_Extrait du texte:_

<<<<

Un mensonge de tradition
Peu de gens se souviennent de ce jour.
C'était en décembre. Vous étiez en vacances et la seule chose que vous attendiez était le 25 décembre. Des cadeaux. Un grand diner en famille, mais surtout, les cadeaux. Ceux qui vous avaient fait plaisir ou ceux qui vous aviez déçus. Mais qu'importe que le cadeau soit celui attendu ou non, vous trépignez à l'idée de déchirer ce petit papier cadeau coloré que le Père Noël vous avait délicatement confectionné, en pensant à vous, rien qu'à vous. Vous vous imaginiez aussi qu'il attendait votre dessin de lui et votre verre de lait pour l'aider dans sa tournée, et puis, ne le niez pas, pour qu'il soit un peu plus indulgent à votre égard.
Le soir du 24 décembre, ou peut-être avant, ou peut-être après, alors que vous étiez sur le point de regagner votre chambre avec une petite pensée pour lui, voilà que vos parents vous prenne à parti, pour vous révéler un secret que peu de vos camarades connaissent, un secret qui allait bouleverser votre vision des choses : Le Père Noël n'existe pas.

>>>>

_Consigne A:_
Réponds à ces questions sur le texte à propos du Père Noël :
(i) En quel mois se déroule la scène ?
(ii) Quelle boisson laissait-on au Père Noël pour l'aider dans sa tournée ?
(iii) Quel secret les parents révèlent-ils ?

_Entrées fournies:_
<<<<

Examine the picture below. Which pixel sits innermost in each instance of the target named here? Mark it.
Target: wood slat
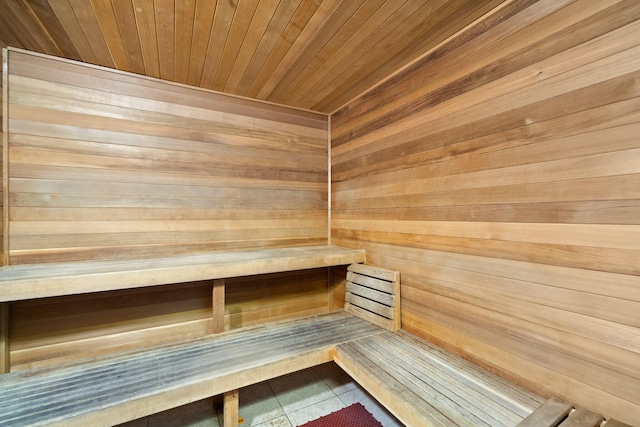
(549, 414)
(122, 387)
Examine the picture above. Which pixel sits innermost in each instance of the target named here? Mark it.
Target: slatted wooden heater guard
(373, 293)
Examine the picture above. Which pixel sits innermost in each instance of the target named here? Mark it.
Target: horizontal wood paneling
(306, 53)
(500, 174)
(109, 165)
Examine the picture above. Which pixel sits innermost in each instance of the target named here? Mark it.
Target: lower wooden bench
(111, 390)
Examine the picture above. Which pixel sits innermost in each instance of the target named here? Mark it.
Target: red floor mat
(352, 416)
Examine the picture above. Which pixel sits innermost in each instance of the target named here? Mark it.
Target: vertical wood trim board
(501, 174)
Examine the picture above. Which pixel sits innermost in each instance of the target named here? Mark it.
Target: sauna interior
(488, 150)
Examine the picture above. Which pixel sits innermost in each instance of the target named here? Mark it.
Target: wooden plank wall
(501, 175)
(105, 164)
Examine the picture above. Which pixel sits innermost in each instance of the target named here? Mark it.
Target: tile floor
(286, 401)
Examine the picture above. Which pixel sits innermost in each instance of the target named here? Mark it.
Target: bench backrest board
(373, 293)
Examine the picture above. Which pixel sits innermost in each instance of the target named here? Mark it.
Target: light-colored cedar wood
(581, 417)
(219, 33)
(128, 143)
(370, 306)
(185, 18)
(55, 31)
(486, 182)
(124, 14)
(202, 26)
(231, 408)
(146, 24)
(218, 299)
(90, 26)
(375, 272)
(418, 382)
(615, 423)
(549, 414)
(102, 14)
(335, 35)
(63, 329)
(166, 32)
(159, 378)
(245, 68)
(45, 280)
(5, 349)
(71, 25)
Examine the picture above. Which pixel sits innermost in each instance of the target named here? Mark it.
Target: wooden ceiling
(312, 54)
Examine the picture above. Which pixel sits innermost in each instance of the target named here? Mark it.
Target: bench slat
(371, 282)
(131, 385)
(456, 394)
(19, 282)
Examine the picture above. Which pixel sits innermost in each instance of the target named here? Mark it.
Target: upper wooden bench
(20, 282)
(112, 389)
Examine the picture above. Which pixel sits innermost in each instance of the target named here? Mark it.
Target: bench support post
(5, 362)
(231, 408)
(218, 306)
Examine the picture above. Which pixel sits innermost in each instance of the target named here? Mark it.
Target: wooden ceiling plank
(146, 23)
(222, 20)
(334, 24)
(185, 16)
(202, 27)
(283, 15)
(126, 21)
(303, 14)
(308, 34)
(90, 27)
(241, 27)
(369, 35)
(53, 28)
(108, 25)
(257, 31)
(166, 24)
(23, 25)
(70, 24)
(321, 58)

>>>>

_Consigne B:_ Compte les lignes des entrées qui contiennent le mot "bench", en respectant les majuscules et les minuscules. Donne uniquement le nombre.

_Réponse attendue A:_
(i) En décembre.
(ii) Un verre de lait.
(iii) Le Père Noël n'existe pas.

_Réponse attendue B:_ 5